— WHAT IS REQUIRED —
The lines from the beginning of the records below through the one holding "33L48 43L51 59L44" are to be copied exactly; leave the pictures out.

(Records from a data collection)
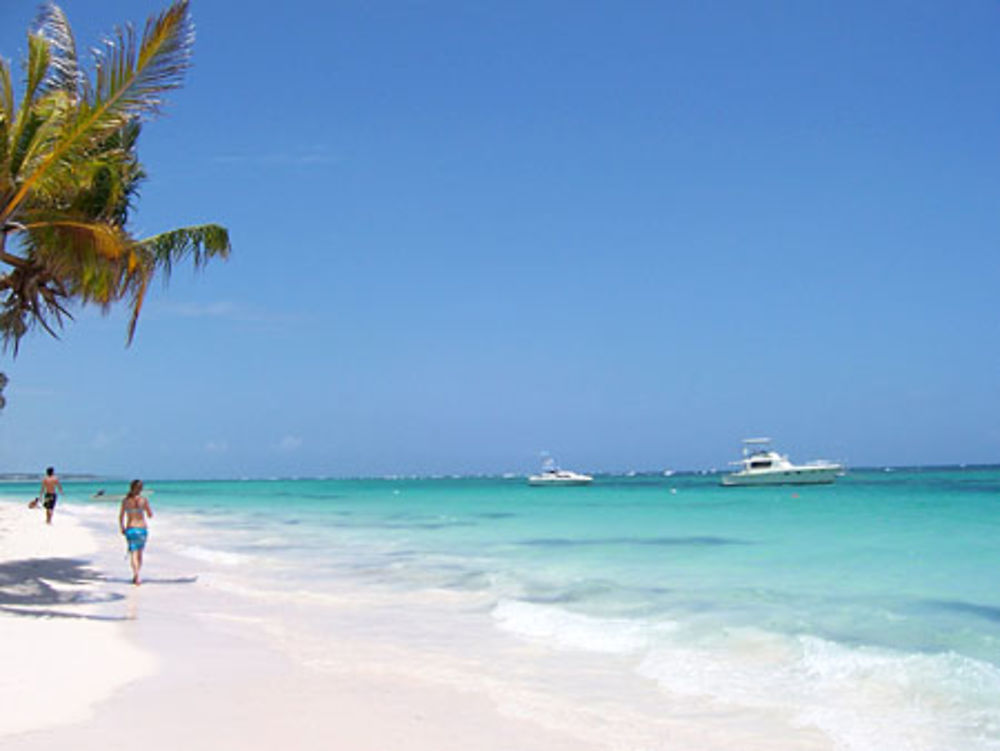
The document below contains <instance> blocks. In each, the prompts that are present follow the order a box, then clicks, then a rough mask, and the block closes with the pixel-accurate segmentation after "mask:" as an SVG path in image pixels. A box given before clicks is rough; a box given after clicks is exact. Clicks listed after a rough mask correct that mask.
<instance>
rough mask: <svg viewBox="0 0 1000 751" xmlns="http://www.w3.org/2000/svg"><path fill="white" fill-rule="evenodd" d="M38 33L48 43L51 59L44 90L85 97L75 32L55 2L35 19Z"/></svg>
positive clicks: (65, 17)
mask: <svg viewBox="0 0 1000 751" xmlns="http://www.w3.org/2000/svg"><path fill="white" fill-rule="evenodd" d="M35 33H36V34H40V35H41V36H42V37H44V38H45V39H46V40H48V42H49V51H50V54H51V56H52V62H51V64H50V67H49V71H48V75H47V78H46V80H45V82H44V84H43V86H44V89H45V90H46V91H52V90H59V91H64V92H66V93H67V94H70V95H72V96H73V97H74V98H79V97H80V96H81V95H82V94H84V93H85V92H84V88H83V87H84V86H85V85H86V78H85V77H84V75H83V74H82V73H81V71H80V63H79V60H78V59H77V55H76V40H75V39H74V38H73V29H72V28H71V27H70V25H69V20H68V19H67V18H66V14H65V13H63V11H62V8H60V7H59V6H58V5H56V4H55V3H52V2H47V3H45V4H44V5H42V7H41V9H40V10H39V12H38V16H37V17H36V19H35Z"/></svg>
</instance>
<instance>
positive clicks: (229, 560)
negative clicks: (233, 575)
mask: <svg viewBox="0 0 1000 751" xmlns="http://www.w3.org/2000/svg"><path fill="white" fill-rule="evenodd" d="M176 552H177V553H178V554H179V555H183V556H186V557H187V558H194V559H195V560H198V561H205V562H207V563H221V564H222V565H223V566H240V565H243V564H246V563H249V562H250V561H251V560H252V558H251V557H250V556H248V555H242V554H240V553H230V552H228V551H225V550H213V549H212V548H203V547H200V546H198V545H183V546H180V547H178V548H176Z"/></svg>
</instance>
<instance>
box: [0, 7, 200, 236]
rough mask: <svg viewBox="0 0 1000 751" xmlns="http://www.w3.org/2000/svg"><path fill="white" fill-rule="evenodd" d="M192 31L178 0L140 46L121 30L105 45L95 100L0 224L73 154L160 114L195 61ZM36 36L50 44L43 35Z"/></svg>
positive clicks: (1, 209)
mask: <svg viewBox="0 0 1000 751" xmlns="http://www.w3.org/2000/svg"><path fill="white" fill-rule="evenodd" d="M193 28H194V27H193V25H192V23H191V20H190V16H189V15H188V0H178V1H177V2H175V3H174V4H173V5H171V6H170V7H169V8H168V9H167V10H165V11H164V12H163V13H161V14H160V15H159V16H157V17H156V18H154V19H151V20H150V21H149V23H147V25H146V30H145V33H144V34H143V38H142V42H141V43H140V44H139V45H138V47H136V44H135V34H134V32H133V31H131V30H130V29H129V30H127V31H121V30H120V31H119V33H118V39H117V41H108V42H106V43H105V47H104V50H103V52H101V53H100V54H99V56H98V62H97V73H96V83H95V86H94V88H93V91H92V92H91V95H90V97H89V98H88V99H87V100H86V101H83V102H81V103H80V105H79V106H78V107H76V108H75V109H74V111H73V116H72V117H71V118H68V119H67V122H66V126H65V130H64V132H63V134H62V136H61V138H59V139H58V141H57V142H56V143H54V144H53V145H52V147H51V148H49V149H48V150H47V157H46V158H45V159H44V160H42V161H40V162H39V163H38V164H37V165H33V169H32V170H31V172H30V174H26V175H25V177H24V179H23V181H22V182H21V185H20V187H19V188H18V190H17V192H16V193H15V194H14V196H13V197H12V198H11V199H10V200H9V201H8V202H7V205H6V206H0V221H3V220H5V219H6V218H8V217H9V216H11V214H13V213H14V212H15V211H16V210H17V209H18V207H19V206H20V205H21V203H22V202H23V201H24V200H25V198H26V196H27V195H28V194H29V193H30V192H31V190H32V189H33V188H34V187H35V185H36V184H37V183H38V182H39V181H41V180H43V179H44V178H45V176H46V174H47V173H48V172H49V171H51V170H53V169H55V168H56V166H57V165H58V164H60V163H61V162H63V161H64V160H65V161H72V157H73V156H75V155H79V154H80V153H82V152H86V150H87V149H88V148H90V147H92V146H93V145H94V144H95V143H99V142H100V141H102V140H103V139H105V138H107V137H108V135H109V134H110V133H112V132H114V131H115V130H117V129H119V128H121V127H123V126H125V125H127V124H128V123H129V122H130V121H131V120H133V119H135V118H142V117H145V116H149V115H153V114H156V113H157V112H159V110H160V107H161V105H162V96H163V94H164V93H165V92H167V91H169V90H172V89H175V88H177V87H178V86H179V85H180V83H181V79H182V77H183V74H184V72H185V71H186V70H187V67H188V65H189V63H190V56H191V47H192V44H193V41H194V31H193ZM31 38H32V39H36V40H41V44H43V45H45V46H47V42H46V41H45V40H44V39H42V38H41V37H40V36H32V37H31ZM39 54H41V53H39Z"/></svg>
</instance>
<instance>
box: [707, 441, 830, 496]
mask: <svg viewBox="0 0 1000 751" xmlns="http://www.w3.org/2000/svg"><path fill="white" fill-rule="evenodd" d="M732 464H736V465H738V466H740V467H742V469H740V470H738V471H736V472H733V473H732V474H728V475H726V476H725V477H723V478H722V484H723V485H822V484H829V483H832V482H835V481H836V479H837V478H838V477H839V476H841V475H843V474H844V467H843V465H842V464H836V463H834V462H828V461H822V460H821V461H814V462H809V463H808V464H792V463H791V462H790V461H789V460H788V457H787V456H785V455H784V454H779V453H778V452H777V451H774V450H773V449H772V448H771V439H770V438H747V439H746V440H745V441H743V458H742V459H741V460H740V461H738V462H732Z"/></svg>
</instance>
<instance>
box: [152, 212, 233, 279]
mask: <svg viewBox="0 0 1000 751" xmlns="http://www.w3.org/2000/svg"><path fill="white" fill-rule="evenodd" d="M138 245H139V247H140V248H141V249H142V250H144V251H146V252H147V253H149V256H150V259H151V261H152V263H153V265H154V266H155V267H156V268H157V270H159V271H162V272H163V275H164V281H166V279H167V278H168V277H169V276H170V272H171V270H172V269H173V265H174V264H175V263H178V262H179V261H183V260H185V259H187V258H191V260H192V261H193V263H194V267H195V268H196V269H198V268H201V267H203V266H204V265H205V264H206V263H208V261H209V260H210V259H212V258H216V257H218V258H223V259H225V258H228V257H229V251H230V250H231V249H232V247H231V246H230V244H229V231H228V230H226V228H225V227H220V226H219V225H218V224H202V225H198V226H194V227H183V228H181V229H175V230H171V231H169V232H163V233H161V234H159V235H153V236H152V237H147V238H145V239H143V240H140V241H139V243H138Z"/></svg>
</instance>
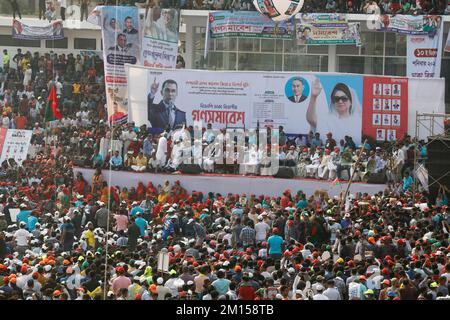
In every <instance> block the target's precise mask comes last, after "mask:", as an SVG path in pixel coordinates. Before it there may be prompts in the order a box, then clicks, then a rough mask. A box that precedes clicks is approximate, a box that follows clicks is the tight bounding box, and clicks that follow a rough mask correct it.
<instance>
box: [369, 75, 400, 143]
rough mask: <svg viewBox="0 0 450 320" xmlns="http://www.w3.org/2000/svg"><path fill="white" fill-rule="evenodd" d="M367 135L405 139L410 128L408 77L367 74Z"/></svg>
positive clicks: (371, 136)
mask: <svg viewBox="0 0 450 320" xmlns="http://www.w3.org/2000/svg"><path fill="white" fill-rule="evenodd" d="M363 96H364V101H363V124H362V132H363V137H364V136H369V137H371V138H373V139H376V140H377V141H395V140H399V139H402V138H403V137H404V135H405V134H406V133H407V132H408V78H389V77H370V76H369V77H368V76H365V77H364V95H363Z"/></svg>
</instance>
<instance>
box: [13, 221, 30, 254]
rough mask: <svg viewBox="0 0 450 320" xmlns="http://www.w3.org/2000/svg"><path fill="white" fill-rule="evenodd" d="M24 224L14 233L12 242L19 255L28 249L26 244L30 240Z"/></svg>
mask: <svg viewBox="0 0 450 320" xmlns="http://www.w3.org/2000/svg"><path fill="white" fill-rule="evenodd" d="M26 226H27V225H26V223H25V222H21V223H20V229H19V230H17V231H16V232H15V233H14V241H15V243H16V246H17V251H18V252H19V254H24V253H25V251H26V250H27V249H28V242H29V240H30V239H31V233H29V232H28V230H27V229H25V228H26Z"/></svg>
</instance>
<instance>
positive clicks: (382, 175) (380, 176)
mask: <svg viewBox="0 0 450 320" xmlns="http://www.w3.org/2000/svg"><path fill="white" fill-rule="evenodd" d="M386 182H387V177H386V173H384V172H383V173H372V174H371V175H370V176H369V180H367V183H375V184H385V183H386Z"/></svg>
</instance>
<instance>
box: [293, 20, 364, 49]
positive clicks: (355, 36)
mask: <svg viewBox="0 0 450 320" xmlns="http://www.w3.org/2000/svg"><path fill="white" fill-rule="evenodd" d="M359 30H360V25H359V23H348V24H346V25H345V27H339V28H337V27H331V28H328V27H315V26H313V25H309V24H297V44H298V45H304V44H308V45H330V44H339V45H342V44H348V45H356V46H361V36H360V33H359Z"/></svg>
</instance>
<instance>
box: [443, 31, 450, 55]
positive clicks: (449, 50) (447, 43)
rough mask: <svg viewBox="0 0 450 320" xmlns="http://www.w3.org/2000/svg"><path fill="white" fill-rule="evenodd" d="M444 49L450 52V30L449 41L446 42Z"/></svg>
mask: <svg viewBox="0 0 450 320" xmlns="http://www.w3.org/2000/svg"><path fill="white" fill-rule="evenodd" d="M444 51H445V52H450V32H449V33H448V36H447V41H446V42H445V48H444Z"/></svg>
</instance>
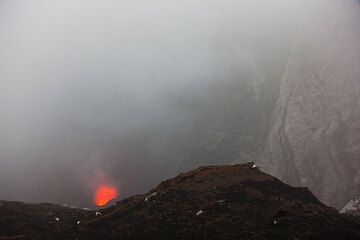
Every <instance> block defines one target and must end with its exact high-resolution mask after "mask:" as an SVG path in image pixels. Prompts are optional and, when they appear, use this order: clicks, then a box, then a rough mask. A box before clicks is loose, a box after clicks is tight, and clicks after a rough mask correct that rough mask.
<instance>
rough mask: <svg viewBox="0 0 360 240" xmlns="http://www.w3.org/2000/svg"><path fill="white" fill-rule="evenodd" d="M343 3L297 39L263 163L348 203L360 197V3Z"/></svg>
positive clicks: (284, 77) (312, 189)
mask: <svg viewBox="0 0 360 240" xmlns="http://www.w3.org/2000/svg"><path fill="white" fill-rule="evenodd" d="M335 2H336V1H335ZM335 2H334V4H335ZM349 2H350V1H349ZM337 7H338V6H336V4H335V6H334V8H333V11H334V13H335V11H337V13H339V12H340V13H341V14H337V17H334V15H335V14H334V15H332V12H331V11H329V13H328V14H329V18H328V19H326V22H325V20H324V19H320V18H317V16H316V12H315V11H314V13H309V19H311V21H309V22H311V25H310V23H309V24H306V23H305V24H304V26H303V27H304V28H303V29H304V31H305V33H306V34H301V35H302V36H305V37H302V38H300V39H299V38H296V41H295V42H294V44H293V49H292V54H291V56H290V58H289V61H288V63H287V67H286V71H285V73H284V75H283V77H282V83H281V89H280V95H279V99H278V102H277V107H276V109H275V111H274V113H273V119H272V121H273V126H272V129H271V131H270V134H269V137H268V141H267V143H266V146H265V151H264V153H263V154H262V157H261V161H262V164H263V165H264V167H265V168H266V171H268V172H269V173H271V174H274V175H275V176H278V177H279V178H280V179H282V180H283V181H285V182H286V183H289V184H292V185H300V186H307V187H309V188H310V190H311V191H313V192H314V193H315V195H317V196H318V197H319V198H320V200H322V201H323V202H324V203H326V204H328V205H331V206H334V207H337V208H341V207H343V206H344V205H345V204H346V203H347V202H349V201H350V200H351V199H354V198H355V197H356V196H359V194H360V180H359V179H360V161H359V159H360V44H359V39H360V29H359V27H358V23H359V22H360V21H359V19H360V18H358V17H354V16H358V14H357V13H356V12H360V11H359V10H360V8H359V5H358V4H357V3H356V4H355V3H353V4H349V6H346V7H343V8H337ZM354 13H356V14H354ZM319 27H322V28H320V29H322V31H320V32H319V31H318V29H319Z"/></svg>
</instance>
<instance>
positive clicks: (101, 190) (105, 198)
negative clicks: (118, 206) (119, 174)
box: [94, 184, 117, 206]
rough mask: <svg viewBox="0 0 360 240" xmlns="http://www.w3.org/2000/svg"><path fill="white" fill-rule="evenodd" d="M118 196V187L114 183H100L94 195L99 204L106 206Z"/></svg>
mask: <svg viewBox="0 0 360 240" xmlns="http://www.w3.org/2000/svg"><path fill="white" fill-rule="evenodd" d="M116 196H117V189H116V187H114V186H112V185H105V184H103V185H100V186H99V187H98V188H97V189H96V192H95V195H94V203H95V204H96V205H97V206H104V205H105V204H107V203H108V202H109V201H110V200H113V199H114V198H116Z"/></svg>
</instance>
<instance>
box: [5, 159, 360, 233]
mask: <svg viewBox="0 0 360 240" xmlns="http://www.w3.org/2000/svg"><path fill="white" fill-rule="evenodd" d="M0 210H1V214H0V223H1V225H0V226H1V227H0V235H3V236H4V235H5V236H8V237H7V238H5V237H1V238H0V239H79V240H80V239H359V237H360V222H359V221H358V220H357V218H355V217H352V216H348V215H344V214H340V213H338V212H337V211H336V210H335V209H333V208H329V207H326V206H325V205H323V204H322V203H321V202H319V201H318V200H317V199H316V197H315V196H314V195H313V194H312V193H311V192H310V191H309V190H308V189H307V188H294V187H290V186H288V185H286V184H284V183H282V182H281V181H279V180H278V179H276V178H274V177H272V176H270V175H267V174H265V173H263V172H261V171H259V169H258V168H257V167H255V166H254V165H253V163H247V164H241V165H231V166H217V167H200V168H198V169H196V170H193V171H190V172H187V173H182V174H180V175H179V176H177V177H175V178H173V179H170V180H167V181H165V182H162V183H161V184H160V185H158V186H157V187H156V188H155V189H153V190H151V191H150V192H148V193H147V194H140V195H136V196H134V197H130V198H127V199H124V200H122V201H120V202H118V203H117V204H116V205H114V206H111V207H108V208H106V209H103V210H100V211H99V213H97V214H95V212H93V211H85V210H80V209H73V208H68V207H67V208H65V207H61V206H58V205H50V204H21V203H14V202H2V206H1V209H0ZM50 213H54V215H53V214H50ZM55 218H59V221H57V220H55ZM79 220H81V222H80V223H79V224H77V221H79ZM15 235H16V236H15ZM9 236H13V237H12V238H9ZM14 236H15V237H14ZM31 236H33V237H31Z"/></svg>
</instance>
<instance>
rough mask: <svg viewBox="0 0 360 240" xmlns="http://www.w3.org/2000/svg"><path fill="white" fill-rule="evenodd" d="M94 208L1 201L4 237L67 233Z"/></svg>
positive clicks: (39, 203)
mask: <svg viewBox="0 0 360 240" xmlns="http://www.w3.org/2000/svg"><path fill="white" fill-rule="evenodd" d="M90 215H95V213H94V211H90V210H84V209H78V208H75V207H69V206H65V205H63V206H61V205H57V204H51V203H36V204H35V203H21V202H9V201H0V240H3V239H38V238H42V239H47V238H49V237H50V236H59V237H60V236H64V234H65V233H66V232H68V231H71V230H72V229H73V228H74V227H75V226H76V225H77V222H78V221H79V220H80V219H84V218H86V217H87V216H90Z"/></svg>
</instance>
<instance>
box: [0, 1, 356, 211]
mask: <svg viewBox="0 0 360 240" xmlns="http://www.w3.org/2000/svg"><path fill="white" fill-rule="evenodd" d="M340 2H341V3H340ZM343 2H345V3H343ZM350 2H351V4H352V1H350V0H349V1H335V0H328V1H326V0H317V1H305V0H304V1H300V0H294V1H289V0H271V1H269V0H256V1H250V0H246V1H245V0H241V1H239V0H218V1H215V0H197V1H194V0H183V1H173V0H154V1H145V0H138V1H134V0H120V1H115V0H109V1H95V0H81V1H71V0H61V1H60V0H58V1H45V0H44V1H41V0H34V1H25V0H23V1H18V0H1V1H0V112H1V118H0V132H1V134H0V199H8V200H19V201H30V202H39V201H50V202H56V203H66V204H73V205H77V206H90V207H92V206H93V205H92V191H93V186H92V182H93V181H94V180H93V179H94V178H95V177H96V175H97V172H98V171H102V172H104V173H105V174H106V175H107V176H106V178H107V179H108V180H107V181H109V182H111V183H112V184H115V185H117V186H118V188H119V198H123V197H126V196H129V195H131V194H135V193H140V192H144V191H146V190H149V189H150V188H152V187H154V186H155V184H157V183H159V181H161V180H163V179H166V178H167V177H170V176H173V175H174V174H177V173H178V172H179V171H180V170H181V169H177V168H176V164H177V162H178V159H176V156H174V157H173V158H171V156H172V155H176V154H177V153H172V154H170V153H169V154H167V155H166V156H165V155H162V153H163V152H165V151H166V149H168V148H169V146H168V143H169V142H170V143H172V142H176V141H177V140H176V141H175V140H174V141H173V139H181V140H179V141H183V142H186V139H187V136H190V135H189V134H192V133H193V132H194V131H196V129H194V125H193V124H192V123H193V121H194V118H195V117H196V116H197V115H198V114H199V111H200V110H199V109H197V108H192V105H191V104H192V103H191V101H192V100H191V99H193V98H196V97H201V96H202V95H201V94H203V92H204V89H207V86H209V85H211V84H219V83H222V82H226V81H227V80H229V79H231V80H233V79H238V81H247V80H248V79H250V78H251V79H255V80H254V82H253V80H251V82H252V84H254V85H253V90H254V92H255V94H256V96H257V97H256V100H257V101H259V98H260V96H258V95H259V94H260V93H257V91H260V90H259V89H258V87H257V86H258V85H257V84H259V81H260V82H262V81H271V80H274V81H275V80H277V79H280V78H281V75H282V72H283V69H284V67H285V65H286V61H287V57H288V56H289V54H290V52H291V45H292V42H293V41H294V38H296V37H297V36H299V34H300V35H301V34H305V32H306V30H307V29H308V26H309V21H310V22H311V20H314V21H315V19H316V20H317V23H318V22H319V21H320V20H319V19H321V17H322V16H323V17H329V16H330V17H336V16H337V12H336V11H334V10H338V9H339V7H344V8H345V7H347V6H348V5H347V4H350ZM328 3H330V4H328ZM340 12H341V11H340ZM324 26H326V24H325V25H323V23H319V24H318V25H314V26H312V27H313V28H314V29H317V27H319V31H320V30H321V28H322V27H324ZM328 27H330V26H328ZM249 76H250V77H249ZM274 84H275V83H274ZM277 84H278V83H277ZM275 85H276V84H275ZM275 88H276V89H277V88H278V87H275ZM276 89H275V90H274V91H275V92H276V91H278V90H276ZM179 99H180V100H179ZM184 99H185V100H184ZM189 99H190V100H189ZM187 100H189V102H186V101H187ZM275 100H276V99H275ZM275 100H274V102H275ZM179 101H180V103H179ZM182 101H185V103H186V104H185V105H186V106H188V105H190V107H183V105H184V104H183V102H182ZM200 112H201V111H200ZM253 120H254V121H256V119H253ZM169 136H170V137H171V139H172V140H169ZM184 139H185V140H184ZM189 141H190V142H191V141H192V139H189ZM184 144H185V143H184ZM181 146H182V145H181V144H180V145H179V149H176V151H179V152H181V151H182V148H181ZM174 148H175V146H174ZM144 149H146V151H144ZM149 149H150V150H149ZM174 151H175V150H174ZM149 152H151V153H152V155H151V156H149V155H148V153H149ZM169 152H170V151H169ZM128 154H129V155H128ZM184 154H185V153H184ZM130 155H131V156H130ZM197 166H198V164H193V163H191V164H190V167H197Z"/></svg>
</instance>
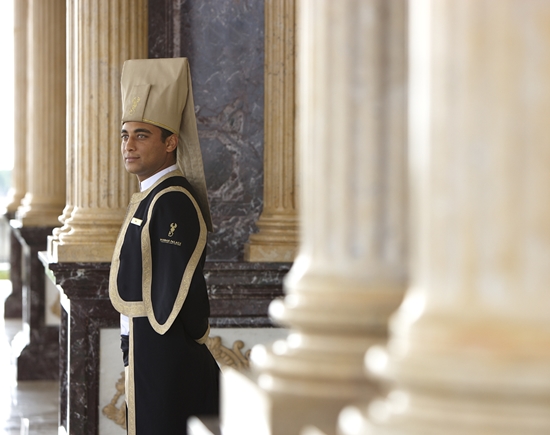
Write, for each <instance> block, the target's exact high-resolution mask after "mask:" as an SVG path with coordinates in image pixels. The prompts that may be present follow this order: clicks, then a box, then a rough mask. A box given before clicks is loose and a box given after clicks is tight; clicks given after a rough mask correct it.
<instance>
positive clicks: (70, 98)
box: [47, 0, 78, 254]
mask: <svg viewBox="0 0 550 435" xmlns="http://www.w3.org/2000/svg"><path fill="white" fill-rule="evenodd" d="M74 4H75V0H68V1H67V3H66V8H67V12H66V13H67V30H66V33H67V43H66V48H67V61H66V64H67V73H66V76H67V91H66V92H67V106H66V119H67V128H66V141H67V146H66V153H65V159H66V163H67V167H66V171H65V179H66V184H67V188H66V192H65V198H66V203H65V208H64V209H63V213H62V214H61V216H59V218H58V219H59V222H61V223H62V224H63V226H61V227H58V228H54V229H53V232H52V235H50V236H48V248H47V249H48V252H49V253H50V254H52V253H53V243H54V242H55V243H59V234H61V233H62V232H64V233H66V232H69V231H70V227H69V226H68V225H65V221H66V220H67V219H68V218H70V217H71V214H72V211H73V209H74V198H75V191H76V183H75V182H74V171H75V164H74V148H75V144H76V139H75V128H74V124H75V115H74V114H75V109H76V101H77V100H76V96H77V94H78V92H77V89H76V84H77V82H76V80H75V77H76V63H75V62H76V59H77V54H76V49H77V46H76V44H75V41H76V36H77V34H76V29H77V28H76V26H75V22H74V21H75V20H74V19H72V18H71V17H74V12H75V8H74Z"/></svg>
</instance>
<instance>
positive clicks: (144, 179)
mask: <svg viewBox="0 0 550 435" xmlns="http://www.w3.org/2000/svg"><path fill="white" fill-rule="evenodd" d="M120 137H121V139H122V143H121V152H122V157H123V159H124V167H125V168H126V170H127V171H128V172H129V173H130V174H135V175H137V177H138V180H139V181H140V182H141V181H143V180H145V179H147V178H149V177H150V176H152V175H154V174H156V173H157V172H159V171H162V170H163V169H165V168H167V167H168V166H171V165H173V164H174V163H176V162H175V159H174V153H173V151H174V149H175V148H176V147H177V136H175V135H172V136H170V137H169V138H168V139H166V141H165V142H164V143H163V142H162V136H161V130H160V128H158V127H157V126H155V125H152V124H147V123H145V122H125V123H124V125H123V126H122V130H121V134H120Z"/></svg>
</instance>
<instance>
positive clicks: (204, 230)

— TASK OUTPUT —
The document below contains <instance> blocks. In each, the prompts that are present follow the order a box, then clicks, then a rough mask, and the block closes with the pixel-accurate segmentation after "mask:" as an SVG path in image pixels. A box given before clicks is rough; a box given after clicks is exact. Clicks listed after a rough mask correct that mask.
<instance>
rough mask: <svg viewBox="0 0 1000 751" xmlns="http://www.w3.org/2000/svg"><path fill="white" fill-rule="evenodd" d="M38 33L48 43L51 59L44 90L85 97L75 32L55 2L35 19Z"/></svg>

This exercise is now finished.